▶ DATA FOR THIS EXERCISE:
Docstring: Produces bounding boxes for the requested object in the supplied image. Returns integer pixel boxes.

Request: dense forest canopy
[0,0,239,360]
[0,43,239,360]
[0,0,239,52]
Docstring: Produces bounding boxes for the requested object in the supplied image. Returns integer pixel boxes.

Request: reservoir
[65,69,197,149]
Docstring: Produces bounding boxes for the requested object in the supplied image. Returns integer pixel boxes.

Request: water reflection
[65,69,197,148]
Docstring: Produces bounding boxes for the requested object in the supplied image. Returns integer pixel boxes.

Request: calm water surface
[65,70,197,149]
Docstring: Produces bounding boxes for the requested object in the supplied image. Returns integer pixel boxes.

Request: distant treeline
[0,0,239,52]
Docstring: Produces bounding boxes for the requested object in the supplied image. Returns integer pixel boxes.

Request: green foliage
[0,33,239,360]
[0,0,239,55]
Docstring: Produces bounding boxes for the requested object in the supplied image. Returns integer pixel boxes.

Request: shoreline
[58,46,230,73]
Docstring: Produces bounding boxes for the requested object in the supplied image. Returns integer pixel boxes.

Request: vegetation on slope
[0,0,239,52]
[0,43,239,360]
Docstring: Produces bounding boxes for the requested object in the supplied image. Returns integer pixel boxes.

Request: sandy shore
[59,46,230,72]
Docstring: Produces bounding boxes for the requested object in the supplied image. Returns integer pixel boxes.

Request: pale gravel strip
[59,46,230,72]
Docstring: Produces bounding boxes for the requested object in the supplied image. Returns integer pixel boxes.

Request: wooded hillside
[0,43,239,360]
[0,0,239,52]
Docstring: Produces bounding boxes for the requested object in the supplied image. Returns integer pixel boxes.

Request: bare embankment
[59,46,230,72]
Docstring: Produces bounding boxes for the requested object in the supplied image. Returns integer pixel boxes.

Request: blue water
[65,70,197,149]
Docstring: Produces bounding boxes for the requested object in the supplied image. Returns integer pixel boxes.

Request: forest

▶ GIVEN REQUEST:
Rescale the listing above from its first line through the line containing "[0,0,239,55]", including both ends. Reproduce every line of that part in order, with the wording lines unchanged and each bounding-box coordinate multiplied by 0.65 and rounded to a whole number, halves rounding up.

▶ TASK RESULT:
Docstring: Produces bounding boxes for the requested object in the supplied image. Returns integer pixel boxes.

Request: dense forest canopy
[0,0,155,234]
[0,28,155,234]
[0,0,155,34]
Docstring: Produces bounding boxes for the requested object in the supplied image. Returns integer pixel boxes.

Request: reservoir
[42,45,128,97]
Docstring: Produces bounding boxes for the requested object in the supplied image. Returns integer pixel boxes.

Request: water reflection
[42,45,128,96]
Docstring: Produces bounding boxes for the requested object in the supplied image. Returns integer pixel boxes.

Request: calm water surface
[42,46,128,97]
Docstring: Produces bounding boxes for the requested object in the supplied image. Returns integer pixel boxes.

Request: distant treeline
[0,0,155,34]
Docstring: Produces bounding boxes for the requested object in the supplied image. Returns integer pixel boxes.

Request: green foliage
[0,21,155,234]
[0,0,155,36]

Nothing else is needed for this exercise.